● Assigned task A:
How would you put this sentence from the forum post into Spanish: "The West embraced a degree of freedom, individualism, meritocracy and restricted government that fed our technological development."?
● Assigned task B:
Which states does the forum post name as having lingered behind the more free-thinking states?
● Assigned task C:
Can you repeat the part of the forum post starting with "Point is, a" and going on through "test of time."?

● Source text:
BEGIN

ChrisNuttall
Well-known member
Ah yes realism the most important thing way it comes to stories where places are magically sent back to the past
Ha.
My point is, you get one change – the introduction of future knowledge/tech – and the divergences have to flow from there. If you give General Lee, for example, a bunch of history books condemning slavery, the confederate government and the CSA in general, do you think he’s instantly going to accept the South not only lost, but it was in the wrong from well before Day One? Do you think his men will instantly accept modern-day attitudes and march on Richmond to free the slaves?
Point is, a lot of our social attitudes developed slowly, with quite a bit of forward and backward movement as time progressed. The West embraced a degree of freedom, individualism, meritocracy and restricted government that fed our technological development. Ideas like the NHS sprang out of a belief it wasn’t right to leave people sick – the poor had rights, even though they were poor; being poor didn’t mean they were bad people who deserved to suffer. We tested ideas in the free marketplace of ideas and did our best to discard the ones that didn’t stand the test of time.
By contrast, states that forbade change (Imperial China), allowed ideology to poison their development (the USSR, Communist China) or simply bought most of their tech from outsiders (Iraq, Iran, Saudi Arabia), lingered behind the more free-thinking states.
My point is that if you go back to the middle ages and introduced the wonders of modern medicine and tech, the local rulers might not see the benefit of changing their entire societies to match ours, because their positions would be seriously weakened. They honestly thought they deserved to rule by divine right, not simply because their ancestors were lucky bandits, and wouldn’t take kindly to you suggesting otherwise. It’s much more likely they’d try to pick and choose what they introduced into their societies, and you’d find it very hard to convince them otherwise.

END

● Source material:

BEGIN

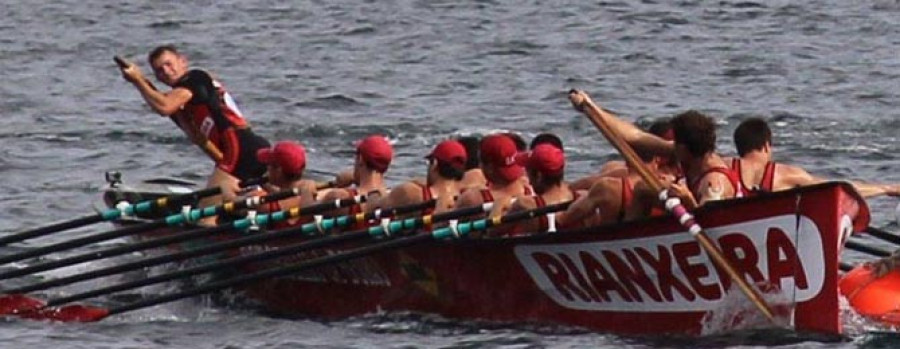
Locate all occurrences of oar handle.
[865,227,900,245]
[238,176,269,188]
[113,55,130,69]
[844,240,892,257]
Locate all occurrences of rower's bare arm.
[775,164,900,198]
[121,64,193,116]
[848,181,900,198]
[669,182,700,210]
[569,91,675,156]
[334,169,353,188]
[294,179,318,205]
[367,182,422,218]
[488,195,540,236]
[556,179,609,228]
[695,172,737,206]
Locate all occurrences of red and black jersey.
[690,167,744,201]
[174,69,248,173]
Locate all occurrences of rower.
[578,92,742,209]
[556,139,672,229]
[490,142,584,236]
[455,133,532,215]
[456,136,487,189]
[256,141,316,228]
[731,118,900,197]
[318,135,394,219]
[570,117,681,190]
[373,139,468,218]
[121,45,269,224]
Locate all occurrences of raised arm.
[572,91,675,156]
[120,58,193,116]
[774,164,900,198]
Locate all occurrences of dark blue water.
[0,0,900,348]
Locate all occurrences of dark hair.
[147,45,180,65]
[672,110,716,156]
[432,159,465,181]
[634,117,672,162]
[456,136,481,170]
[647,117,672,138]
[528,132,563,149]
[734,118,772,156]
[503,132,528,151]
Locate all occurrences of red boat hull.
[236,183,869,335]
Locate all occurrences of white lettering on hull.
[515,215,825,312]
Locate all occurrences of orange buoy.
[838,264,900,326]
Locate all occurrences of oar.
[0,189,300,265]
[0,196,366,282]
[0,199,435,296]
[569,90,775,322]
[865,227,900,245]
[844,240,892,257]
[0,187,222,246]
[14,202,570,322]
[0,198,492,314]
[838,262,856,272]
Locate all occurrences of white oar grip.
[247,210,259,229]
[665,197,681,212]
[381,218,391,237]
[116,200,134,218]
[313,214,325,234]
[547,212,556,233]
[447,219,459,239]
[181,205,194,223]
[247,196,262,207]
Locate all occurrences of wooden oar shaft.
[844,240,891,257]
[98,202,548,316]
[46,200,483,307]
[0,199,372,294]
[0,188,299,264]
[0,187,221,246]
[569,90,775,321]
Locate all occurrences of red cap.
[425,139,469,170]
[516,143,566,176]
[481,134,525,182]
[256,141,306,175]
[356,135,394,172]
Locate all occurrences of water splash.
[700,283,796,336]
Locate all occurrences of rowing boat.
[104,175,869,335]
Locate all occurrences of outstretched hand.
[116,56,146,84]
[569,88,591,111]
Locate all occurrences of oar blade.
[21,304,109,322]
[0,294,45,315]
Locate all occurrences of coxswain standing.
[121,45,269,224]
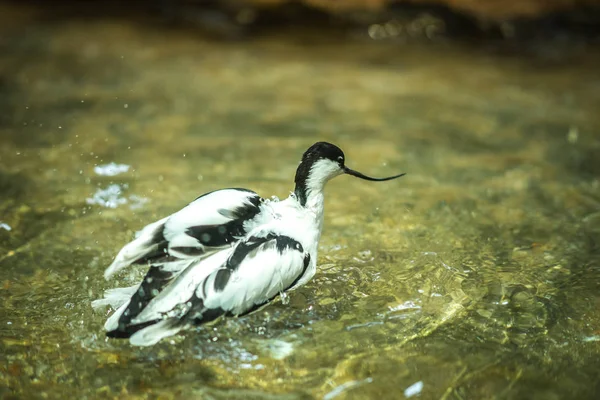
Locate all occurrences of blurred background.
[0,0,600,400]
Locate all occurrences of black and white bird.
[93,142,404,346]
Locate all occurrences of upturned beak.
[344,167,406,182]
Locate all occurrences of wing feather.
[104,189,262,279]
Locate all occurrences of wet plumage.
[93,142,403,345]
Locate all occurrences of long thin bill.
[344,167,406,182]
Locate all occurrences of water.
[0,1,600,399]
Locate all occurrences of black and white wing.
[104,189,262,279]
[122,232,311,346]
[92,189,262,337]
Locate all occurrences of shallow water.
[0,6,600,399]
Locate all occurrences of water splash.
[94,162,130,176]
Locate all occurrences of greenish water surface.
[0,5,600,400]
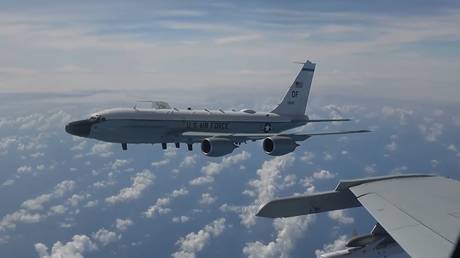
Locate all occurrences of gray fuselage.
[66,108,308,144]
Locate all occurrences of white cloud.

END

● Written reply A:
Occidente adoptó cierto grado de libertad, individualismo, meritocracia y gobierno limitado que alimentó nuestro desarrollo tecnológico.

● Written reply B:
- Imperial China
- the USSR
- Communist China
- Iraq
- Iran
- Saudi Arabia

● Written reply C:
Point is, a lot of our social attitudes developed slowly, with quite a bit of forward and backward movement as time progressed. The West embraced a degree of freedom, individualism, meritocracy and restricted government that fed our technological development. Ideas like the NHS sprang out of a belief it wasn’t right to leave people sick – the poor had rights, even though they were poor; being poor didn’t mean they were bad people who deserved to suffer. We tested ideas in the free marketplace of ideas and did our best to discard the ones that didn’t stand the test of time.